Stated problem 1 -
Report how many lines of the entries contain the string "baseball", treating uppercase and lowercase as different. Give only the number.

Text provided -

I always find myself wondering though is this Confucianism a kind of revivalism, a renewing of the tradition? Or is it Confucianism like the New Life Movement of the 1930s was "Confucian", a kind of traditionalism in the service of the state?
Yu Dan's lectures are her own personal take on Confucius - her book is 《论语》心得, or "What I learned from the Analects". She makes the classic immediately relevant to her listeners by reading the text directly as a manual for life rather than an institutional pillar. Not everyone agrees with this "Chicken Soup for the Soul" (心灵鸡汤 - this is actually in Sanlian) method of reading Confucius, of course. Yu is hardly a guoxue revivalist. She calls Confucius "a lovable old man."
But CCTV's Lecture Room programs all seem to attempt to narrow the gap between the classics and modern everyday life. One of the goals of Kang Zhen's lectures on Su Dongpo, for example, is to help the audience understand what kind of man the great poet - what he looked like, how he treated his friends (anecdotes about practical jokes), and a bit of poetry to top things off. Yi Zhongtian did something similar with his analysis of the characters in Three Kingdoms.
Sanlian asked Yu why her lectures were popular when so many people who have explained the Analects in the past have not raised much of a response. Her answer:
It's because they had no media strategy. A good TV program can build a bridge between the language of the elite and the language of the masses. I study media, and I know how the audience thinks; in studying television, you find that people's memories max out at three things. I think that Confucius was someone who knew this rule of media; he didn't list off lots of stipulations - everything was in groups of three.
I'm late to the party here, but I want to say that I think Yu Dan is performing a valuable service in several ways. She is making Confucius accessible. She is liberating people to interpret him in their own ways. And she is making old Chinese culture cool. The fact that her interpretations of the Master's thought can sometimes be fairly peculiar is not a real problem, in my opinion.
As far as this being "traditionalism in the service of the state," I don't think so. She doesn't spend much time recommending patriarchal hierarchies. Rather, she finds the elements in Confucius that connect with more liberal points of view.

Stated problem 2 -
Answer these questions from the text on Yu Dan's lectures:
(a) What English title does the text give for Yu Dan's book?
(b) Which poet is the subject of Kang Zhen's lectures?
(c) According to Yu, how many things can people's memories hold at most?

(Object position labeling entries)
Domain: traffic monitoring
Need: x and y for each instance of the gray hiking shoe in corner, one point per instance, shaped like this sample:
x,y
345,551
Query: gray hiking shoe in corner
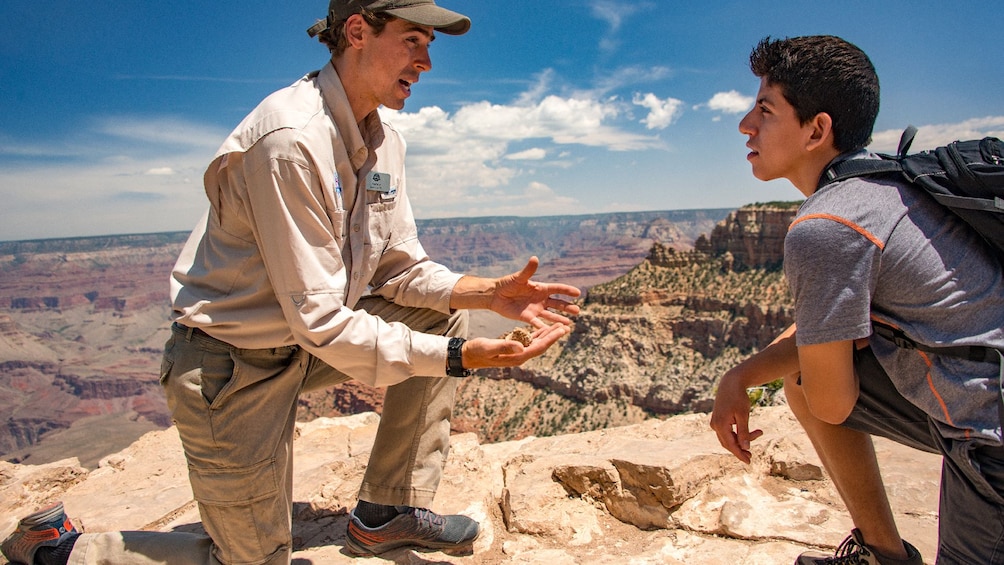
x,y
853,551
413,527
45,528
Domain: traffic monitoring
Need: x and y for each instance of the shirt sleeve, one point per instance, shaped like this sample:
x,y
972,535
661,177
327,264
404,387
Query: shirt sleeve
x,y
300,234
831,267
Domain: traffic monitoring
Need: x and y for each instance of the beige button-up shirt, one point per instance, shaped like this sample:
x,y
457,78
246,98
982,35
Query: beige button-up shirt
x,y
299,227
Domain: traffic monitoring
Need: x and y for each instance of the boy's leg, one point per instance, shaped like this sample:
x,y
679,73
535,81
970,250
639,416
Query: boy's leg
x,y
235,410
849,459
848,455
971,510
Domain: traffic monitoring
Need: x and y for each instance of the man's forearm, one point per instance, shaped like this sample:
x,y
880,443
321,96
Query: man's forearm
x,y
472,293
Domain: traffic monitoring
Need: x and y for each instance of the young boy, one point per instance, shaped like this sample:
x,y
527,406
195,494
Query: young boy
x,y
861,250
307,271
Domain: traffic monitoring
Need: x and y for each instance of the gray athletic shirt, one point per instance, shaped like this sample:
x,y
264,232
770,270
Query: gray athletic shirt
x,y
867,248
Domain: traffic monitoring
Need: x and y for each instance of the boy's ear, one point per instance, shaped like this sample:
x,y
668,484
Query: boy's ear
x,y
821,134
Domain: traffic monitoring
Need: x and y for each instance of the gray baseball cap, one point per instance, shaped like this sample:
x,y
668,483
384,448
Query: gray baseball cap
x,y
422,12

---

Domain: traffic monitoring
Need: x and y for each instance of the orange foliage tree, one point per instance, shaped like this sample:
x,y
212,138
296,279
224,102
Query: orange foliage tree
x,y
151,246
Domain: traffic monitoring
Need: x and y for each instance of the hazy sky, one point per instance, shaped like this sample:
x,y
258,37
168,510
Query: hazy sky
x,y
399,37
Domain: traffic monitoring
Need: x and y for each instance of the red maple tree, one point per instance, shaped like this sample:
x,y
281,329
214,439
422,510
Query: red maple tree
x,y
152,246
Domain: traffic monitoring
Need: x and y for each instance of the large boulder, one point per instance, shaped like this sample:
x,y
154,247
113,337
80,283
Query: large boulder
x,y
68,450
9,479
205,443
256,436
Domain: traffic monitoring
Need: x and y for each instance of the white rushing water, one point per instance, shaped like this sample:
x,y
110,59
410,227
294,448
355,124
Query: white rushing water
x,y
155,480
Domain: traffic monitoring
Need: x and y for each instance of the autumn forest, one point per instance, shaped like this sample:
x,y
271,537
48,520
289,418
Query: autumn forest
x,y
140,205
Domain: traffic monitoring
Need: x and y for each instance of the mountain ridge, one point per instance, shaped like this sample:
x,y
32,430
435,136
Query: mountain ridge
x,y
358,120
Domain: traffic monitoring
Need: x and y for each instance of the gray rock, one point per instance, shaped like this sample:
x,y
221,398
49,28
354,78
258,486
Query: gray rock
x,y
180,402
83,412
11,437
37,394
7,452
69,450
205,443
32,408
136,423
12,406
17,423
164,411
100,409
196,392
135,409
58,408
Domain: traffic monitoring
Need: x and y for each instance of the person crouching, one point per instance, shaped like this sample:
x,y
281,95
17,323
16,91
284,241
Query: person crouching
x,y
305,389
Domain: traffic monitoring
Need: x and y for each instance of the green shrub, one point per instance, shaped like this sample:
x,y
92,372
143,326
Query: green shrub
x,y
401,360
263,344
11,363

...

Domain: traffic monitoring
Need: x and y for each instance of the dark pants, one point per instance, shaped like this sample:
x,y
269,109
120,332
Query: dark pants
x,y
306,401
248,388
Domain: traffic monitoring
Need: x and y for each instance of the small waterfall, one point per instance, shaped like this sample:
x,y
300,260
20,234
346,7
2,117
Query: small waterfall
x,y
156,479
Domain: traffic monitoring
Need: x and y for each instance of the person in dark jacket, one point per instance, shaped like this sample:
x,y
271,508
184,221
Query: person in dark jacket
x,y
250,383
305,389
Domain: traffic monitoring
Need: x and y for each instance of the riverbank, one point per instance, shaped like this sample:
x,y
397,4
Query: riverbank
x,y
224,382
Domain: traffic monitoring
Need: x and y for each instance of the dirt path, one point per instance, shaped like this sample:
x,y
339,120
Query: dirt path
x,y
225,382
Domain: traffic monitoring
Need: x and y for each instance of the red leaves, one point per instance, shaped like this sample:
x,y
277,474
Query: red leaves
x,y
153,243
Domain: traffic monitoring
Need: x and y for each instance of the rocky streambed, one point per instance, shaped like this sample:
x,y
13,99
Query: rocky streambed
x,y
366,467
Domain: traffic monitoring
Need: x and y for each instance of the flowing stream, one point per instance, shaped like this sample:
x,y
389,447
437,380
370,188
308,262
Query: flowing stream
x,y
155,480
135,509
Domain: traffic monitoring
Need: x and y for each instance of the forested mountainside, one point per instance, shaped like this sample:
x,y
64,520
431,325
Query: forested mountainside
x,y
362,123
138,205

Problem solution 1 -
2

Problem solution 2 -
(a) "What I learned from the Analects"
(b) Su Dongpo
(c) Three